# PROMPT
Each entry below should be echoed exactly, with pictures omitted.

_____

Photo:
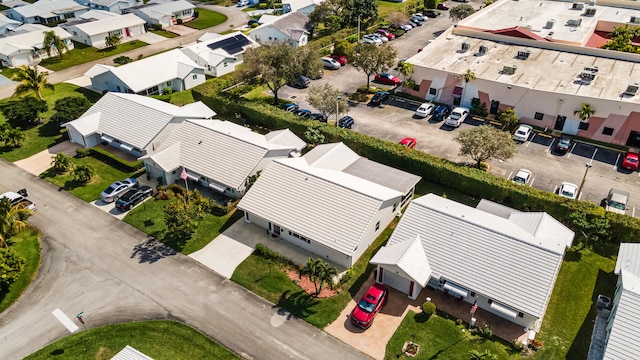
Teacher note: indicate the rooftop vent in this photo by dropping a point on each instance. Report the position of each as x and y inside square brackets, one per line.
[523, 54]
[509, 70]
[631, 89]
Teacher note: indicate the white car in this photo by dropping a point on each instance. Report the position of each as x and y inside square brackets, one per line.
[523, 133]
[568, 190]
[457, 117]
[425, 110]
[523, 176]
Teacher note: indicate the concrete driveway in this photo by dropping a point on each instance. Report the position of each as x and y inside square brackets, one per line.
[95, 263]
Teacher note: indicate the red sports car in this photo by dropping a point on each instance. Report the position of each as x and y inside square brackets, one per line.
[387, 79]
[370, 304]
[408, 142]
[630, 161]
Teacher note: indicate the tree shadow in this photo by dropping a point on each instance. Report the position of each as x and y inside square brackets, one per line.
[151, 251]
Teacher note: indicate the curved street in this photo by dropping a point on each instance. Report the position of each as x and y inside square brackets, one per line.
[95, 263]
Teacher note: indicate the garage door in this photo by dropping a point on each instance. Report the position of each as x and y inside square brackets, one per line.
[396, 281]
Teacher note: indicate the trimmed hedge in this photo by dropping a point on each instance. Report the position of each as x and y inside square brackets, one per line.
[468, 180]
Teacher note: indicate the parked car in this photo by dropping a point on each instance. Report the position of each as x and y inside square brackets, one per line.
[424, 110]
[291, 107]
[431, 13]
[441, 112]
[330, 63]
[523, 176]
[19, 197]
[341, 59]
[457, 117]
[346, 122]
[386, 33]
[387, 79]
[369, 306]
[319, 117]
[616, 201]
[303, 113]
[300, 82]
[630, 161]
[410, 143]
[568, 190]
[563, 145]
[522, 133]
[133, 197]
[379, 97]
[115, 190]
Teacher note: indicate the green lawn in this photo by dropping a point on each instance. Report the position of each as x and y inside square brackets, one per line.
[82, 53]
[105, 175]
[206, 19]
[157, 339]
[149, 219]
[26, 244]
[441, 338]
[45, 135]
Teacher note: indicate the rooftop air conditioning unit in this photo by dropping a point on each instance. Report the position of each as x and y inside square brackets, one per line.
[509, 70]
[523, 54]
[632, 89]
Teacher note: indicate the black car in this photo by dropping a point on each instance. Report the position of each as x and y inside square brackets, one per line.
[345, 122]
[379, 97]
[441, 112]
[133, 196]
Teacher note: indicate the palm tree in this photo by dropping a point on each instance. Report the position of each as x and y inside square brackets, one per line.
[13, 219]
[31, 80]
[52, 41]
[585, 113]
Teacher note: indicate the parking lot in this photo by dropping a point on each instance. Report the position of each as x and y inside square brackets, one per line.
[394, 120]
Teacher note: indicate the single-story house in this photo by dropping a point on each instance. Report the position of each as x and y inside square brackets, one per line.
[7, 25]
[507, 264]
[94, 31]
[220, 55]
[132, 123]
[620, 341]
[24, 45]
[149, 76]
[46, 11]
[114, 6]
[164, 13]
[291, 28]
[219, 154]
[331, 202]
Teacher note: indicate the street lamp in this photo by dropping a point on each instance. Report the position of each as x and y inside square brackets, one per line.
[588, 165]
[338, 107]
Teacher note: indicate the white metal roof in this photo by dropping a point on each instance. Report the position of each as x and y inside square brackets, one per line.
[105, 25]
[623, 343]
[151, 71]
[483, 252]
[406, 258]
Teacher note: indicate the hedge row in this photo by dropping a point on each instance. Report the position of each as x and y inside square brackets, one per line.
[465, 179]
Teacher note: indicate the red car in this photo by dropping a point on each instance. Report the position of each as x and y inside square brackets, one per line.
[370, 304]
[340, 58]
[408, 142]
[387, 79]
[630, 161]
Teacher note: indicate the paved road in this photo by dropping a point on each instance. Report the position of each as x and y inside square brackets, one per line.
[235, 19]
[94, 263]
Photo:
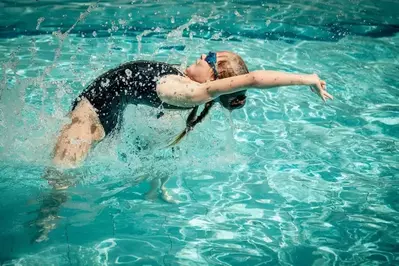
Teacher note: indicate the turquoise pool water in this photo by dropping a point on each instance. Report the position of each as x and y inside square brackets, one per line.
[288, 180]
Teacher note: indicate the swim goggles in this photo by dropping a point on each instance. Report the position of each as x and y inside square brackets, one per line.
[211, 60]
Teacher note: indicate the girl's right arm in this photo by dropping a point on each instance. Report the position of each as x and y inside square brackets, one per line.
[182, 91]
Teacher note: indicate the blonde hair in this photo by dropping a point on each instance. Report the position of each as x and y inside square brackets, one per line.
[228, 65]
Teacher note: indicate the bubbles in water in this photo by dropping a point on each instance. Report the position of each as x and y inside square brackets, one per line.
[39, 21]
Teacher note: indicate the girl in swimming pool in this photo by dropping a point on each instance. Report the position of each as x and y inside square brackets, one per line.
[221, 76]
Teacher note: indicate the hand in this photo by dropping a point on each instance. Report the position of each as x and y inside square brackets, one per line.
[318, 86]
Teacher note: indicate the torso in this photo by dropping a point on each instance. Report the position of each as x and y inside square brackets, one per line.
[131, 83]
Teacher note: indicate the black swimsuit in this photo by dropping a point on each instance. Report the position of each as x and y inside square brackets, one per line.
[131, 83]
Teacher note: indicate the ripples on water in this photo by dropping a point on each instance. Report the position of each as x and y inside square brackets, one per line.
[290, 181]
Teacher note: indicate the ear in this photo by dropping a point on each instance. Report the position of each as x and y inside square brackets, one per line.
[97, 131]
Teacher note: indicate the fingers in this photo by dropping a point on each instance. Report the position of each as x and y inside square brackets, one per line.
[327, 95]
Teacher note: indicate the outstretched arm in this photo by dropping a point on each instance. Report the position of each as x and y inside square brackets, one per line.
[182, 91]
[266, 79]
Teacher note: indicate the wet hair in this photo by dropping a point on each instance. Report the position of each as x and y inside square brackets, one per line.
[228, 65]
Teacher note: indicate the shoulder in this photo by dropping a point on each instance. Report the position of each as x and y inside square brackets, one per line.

_____

# TASK RESULT
Photo:
Teacher note: indicate the rooftop vent in this photo by dropping a point on each instance. Report the position of each as x and y inside square brackets, one per line.
[523, 54]
[509, 70]
[631, 89]
Teacher note: indicate the white car in this photo by dropping a point on each instance. Report the position of each as x and y inside square brackets, one per line.
[523, 133]
[568, 190]
[457, 117]
[425, 110]
[523, 176]
Teacher note: indicate the concrete driveway in this photo by dropping a point on each instance. Report the position of each as x and y inside square brackets, one per line.
[95, 263]
Teacher note: indicate the red sports car in this photo by dropping a point on each instance. Report the position of each as x and y inside square brackets, one per line.
[387, 79]
[370, 304]
[408, 142]
[630, 161]
Teacher note: indicate the tree shadow in this photo by dropping a point on each instance. Report the position of each as x and y inside square brackets, one per line.
[151, 251]
Teacher note: indicate the curved street in this photo by dropping a point on each instance. Report the position of each as x and y inside square brackets, one per line.
[95, 263]
Teacher note: indicate the garage door in this photo by dropping a point on each instance. Report the position of each as x and y inside square brackets, one per line.
[396, 281]
Teacher note: indicate the trimmed hedge in this photo by dropping a point on each instance. Report the position of each as x and y inside square brackets, one per line.
[468, 180]
Teacher note: indicate the parked car in this photo by dropping a point on each instance. Report the position of each as x and y inside square brackets, one per line.
[424, 110]
[291, 107]
[431, 13]
[441, 112]
[330, 63]
[523, 176]
[19, 197]
[341, 59]
[457, 117]
[346, 122]
[386, 33]
[387, 79]
[369, 306]
[319, 117]
[616, 201]
[303, 113]
[300, 82]
[630, 161]
[410, 143]
[568, 190]
[563, 145]
[522, 133]
[133, 197]
[379, 97]
[115, 190]
Teacher note: indicate the green lawn in this photo by dropping a point on each instance. Report the position of each as x and y inside square brackets, one per line.
[82, 53]
[105, 175]
[206, 19]
[157, 339]
[149, 219]
[26, 244]
[441, 338]
[45, 135]
Teacher note: indicate the rooftop air conditioning unit in this photo by dropping a point on each instance. Report the position of each as x and y inside square brackets, one per line.
[509, 70]
[523, 54]
[632, 89]
Teacher note: indicate the black car in this photo by dropping a point on each instance. Report the position of each as x and y inside square brackets, one per line.
[345, 122]
[379, 97]
[441, 112]
[133, 196]
Teacher note: indicate the palm tree in this photo by dropping a point on each instance. Report the position of each as x and y inside square brackets, one per line.
[13, 219]
[31, 80]
[52, 41]
[585, 113]
Teacher note: indicate the parking lot in this photo by dropping a point on each instance. Report the position of each as x and y inside square brackets, one per line.
[394, 120]
Teacher note: indicate the single-story house in this photo by dropping a point on each instance. Report the position of each as x and y inside square brackets, one per line.
[7, 25]
[507, 264]
[94, 31]
[220, 55]
[132, 123]
[620, 341]
[24, 45]
[149, 76]
[46, 11]
[114, 6]
[164, 13]
[291, 28]
[219, 154]
[331, 202]
Teacher note: indicate the street lamp in this photo by dropping a point on each instance. Report the position of each as x and y inside square brackets, one per line.
[588, 165]
[338, 107]
Teacher note: indicate the white metal roof in this photo by dropping a point on each instance. Report the position of each as x and y inside square brackets, one per line.
[105, 25]
[623, 343]
[151, 71]
[483, 252]
[406, 258]
Teacher note: indicate the hedge row in this photo by dropping a point on each instance. Report the position of each as x and y inside square brackets, one per line.
[465, 179]
Teacher note: indicate the red car in this photo by dropping a point on each instance. Report the position of each as x and y inside square brackets, one per line.
[370, 304]
[340, 58]
[408, 142]
[387, 79]
[630, 161]
Teacher note: indicate the paved road in this photo by dropping a point on each instance. Report the position of each as x and y inside square brackets, one per line.
[235, 19]
[94, 263]
Photo:
Teacher note: indicate the turquoise pool water in this photo by dropping a point on each instance. Report the position of each as x and y inside square brackets, one per line.
[288, 180]
Teacher note: indicate the swim goggles in this photo by dropping a point on each instance. Report the position of each as x and y inside square brackets, one per line.
[211, 60]
Teacher note: indicate the girl's right arm in this photo by dropping a point on each instance. Report the position of each as x and y inside square brackets, one per line.
[182, 91]
Teacher note: indicate the blonde hair in this photo by dropping a point on each instance. Report the position of each as x and y inside square brackets, one per line.
[228, 65]
Teacher note: indicate the bubbles in water in this photo by dropping a point on each instance. Report the position of each as x and y inside square brackets, one per line.
[39, 21]
Teacher note: indicate the girl in swimming pool in this photo by dropping a point on each instance. Report the position of each as x and y inside square brackets, one per line.
[221, 76]
Teacher note: indicate the hand in this photo by dropping a point on each instance. Report the position of each as x and y inside square brackets, one per line.
[318, 86]
Teacher note: indicate the torso in this photo by dropping a point on each instance. Report the position of each as x and y inside square brackets, one per line.
[131, 83]
Teacher note: indicate the black swimsuit in this photo by dropping a point on each instance. Report the position of each as x and y inside square brackets, one per line.
[131, 83]
Teacher note: indicate the ripples on water in this photo by dropping a point on each instance. Report the position of each as x and y inside square brackets, one per line.
[290, 181]
Teacher note: indicate the ear in this photo by dropping a point on each instance. Report the position of each as x and y inside square brackets, one per line.
[97, 131]
Teacher note: indicate the fingers in this photo by dropping a point on each instance. Report the position of each as x and y inside square brackets, one per line.
[327, 95]
Teacher note: indicate the outstretched arm in this photo by dropping a point on each instance. Report the position of each as x and y inside square brackets, one per line.
[182, 91]
[266, 79]
Teacher note: indicate the wet hair in this photo by dropping a point on each instance. Report the position of each as x and y inside square brackets, one per line.
[228, 65]
Teacher note: indicate the shoulder in this photo by dropping a point on each instance. Report the position of each as x and y inside square brackets, one per line.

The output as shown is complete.